** Supplied entries **
== == ==

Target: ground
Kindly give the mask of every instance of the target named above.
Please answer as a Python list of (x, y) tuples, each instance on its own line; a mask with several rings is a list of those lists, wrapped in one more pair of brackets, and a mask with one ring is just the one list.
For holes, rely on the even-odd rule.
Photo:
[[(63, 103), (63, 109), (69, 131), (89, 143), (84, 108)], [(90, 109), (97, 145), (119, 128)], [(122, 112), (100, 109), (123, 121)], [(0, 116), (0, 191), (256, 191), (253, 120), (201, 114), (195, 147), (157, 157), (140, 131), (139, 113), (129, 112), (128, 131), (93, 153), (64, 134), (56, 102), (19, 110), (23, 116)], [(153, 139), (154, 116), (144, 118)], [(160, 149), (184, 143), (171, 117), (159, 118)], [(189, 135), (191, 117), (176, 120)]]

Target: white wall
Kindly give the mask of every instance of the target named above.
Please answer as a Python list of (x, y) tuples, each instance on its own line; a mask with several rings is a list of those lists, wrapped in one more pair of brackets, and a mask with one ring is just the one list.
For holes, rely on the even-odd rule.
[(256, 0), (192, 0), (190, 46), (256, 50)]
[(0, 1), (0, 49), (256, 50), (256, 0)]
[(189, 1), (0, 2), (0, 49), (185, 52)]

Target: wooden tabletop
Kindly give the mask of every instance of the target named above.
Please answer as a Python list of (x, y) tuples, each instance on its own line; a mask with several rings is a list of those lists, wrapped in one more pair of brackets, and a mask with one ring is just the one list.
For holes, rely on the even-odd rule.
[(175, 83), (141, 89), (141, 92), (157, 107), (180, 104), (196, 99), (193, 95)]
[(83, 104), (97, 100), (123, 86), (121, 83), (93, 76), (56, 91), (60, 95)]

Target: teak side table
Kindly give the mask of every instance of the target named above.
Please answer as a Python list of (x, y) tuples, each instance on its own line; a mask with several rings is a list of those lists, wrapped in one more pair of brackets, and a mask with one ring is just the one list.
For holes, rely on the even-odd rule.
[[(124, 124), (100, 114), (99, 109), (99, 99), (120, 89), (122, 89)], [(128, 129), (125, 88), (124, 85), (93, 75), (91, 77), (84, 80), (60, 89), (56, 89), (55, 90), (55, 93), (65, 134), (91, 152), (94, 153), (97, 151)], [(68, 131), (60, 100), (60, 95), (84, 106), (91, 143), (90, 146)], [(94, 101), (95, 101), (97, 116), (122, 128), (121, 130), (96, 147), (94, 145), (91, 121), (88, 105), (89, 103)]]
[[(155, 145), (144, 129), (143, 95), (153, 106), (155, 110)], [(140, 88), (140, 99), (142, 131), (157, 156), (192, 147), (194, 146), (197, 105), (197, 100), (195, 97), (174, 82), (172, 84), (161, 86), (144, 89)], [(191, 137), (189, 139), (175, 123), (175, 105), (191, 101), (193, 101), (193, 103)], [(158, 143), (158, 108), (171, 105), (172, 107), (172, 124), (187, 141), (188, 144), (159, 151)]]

== == ==

Copy every one of the rows above without alteration, preserving their line breaks.

Target: ground
Kindly give the mask of every instance of the target named above.
Please answer as a Python list of (x, y) tuples, each instance on its own line; a mask with several rings is a list of those lists, wrapped in one more pair of brackets, and a mask with one ring is just the one list.
For holes, rely on the even-odd rule.
Photo:
[[(63, 103), (63, 109), (69, 131), (89, 143), (84, 108)], [(90, 109), (97, 145), (119, 128)], [(122, 112), (100, 109), (123, 121)], [(0, 116), (0, 191), (256, 191), (253, 120), (201, 114), (195, 147), (157, 157), (140, 131), (139, 113), (129, 112), (128, 131), (93, 153), (64, 134), (56, 102), (19, 110), (23, 116)], [(153, 139), (154, 116), (144, 118)], [(160, 149), (184, 143), (171, 117), (159, 118)], [(189, 135), (191, 117), (176, 120)]]

Target: white wall
Kindly give the mask of every instance of the target named above.
Please answer as a Python list of (x, y) tuples, each instance on its own line; a mask with several rings is a list of those lists, wrapped in one more pair of brackets, and a mask with one ring is just the one list.
For holes, rely on the even-odd rule.
[(256, 0), (192, 0), (190, 46), (256, 50)]
[(0, 1), (0, 49), (256, 50), (256, 0)]
[(189, 1), (0, 2), (0, 49), (185, 52)]

Target: wooden tabletop
Kindly give the mask of every instance of the target named above.
Please answer as a Python list of (x, y) tuples, each instance on its own line; a mask with several rings is a list of those lists, wrapped in one more pair of brackets, and a mask with one ring is just the one list.
For holes, rely on the even-odd rule.
[(175, 83), (141, 89), (141, 92), (157, 107), (180, 104), (196, 99), (193, 95)]
[(83, 104), (97, 100), (123, 86), (121, 83), (93, 76), (56, 91), (60, 95)]

Target: teak side table
Kindly give the mask of every instance of the target named above.
Please answer as a Python list of (x, y) tuples, each instance on its own line; a mask with several rings is a list of those lists, wrapped in one more pair of brackets, and a mask with one ring is just the one list.
For holes, rely on the even-odd rule.
[[(124, 124), (100, 114), (99, 109), (99, 99), (120, 89), (122, 89)], [(128, 129), (125, 88), (124, 85), (93, 75), (91, 77), (84, 80), (60, 89), (56, 89), (55, 90), (55, 93), (65, 134), (91, 152), (94, 153), (97, 151)], [(68, 131), (60, 100), (60, 95), (84, 106), (91, 143), (90, 146)], [(94, 101), (95, 101), (97, 116), (122, 128), (121, 130), (96, 147), (94, 145), (91, 121), (88, 105), (89, 103)]]
[[(155, 145), (144, 129), (143, 95), (153, 106), (155, 110)], [(140, 88), (140, 99), (142, 131), (157, 156), (192, 147), (194, 146), (197, 105), (197, 100), (195, 97), (174, 82), (172, 84), (161, 86), (144, 89)], [(191, 137), (189, 139), (175, 123), (175, 105), (191, 101), (193, 101), (193, 103)], [(158, 143), (158, 108), (171, 105), (172, 107), (172, 124), (187, 141), (188, 144), (159, 151)]]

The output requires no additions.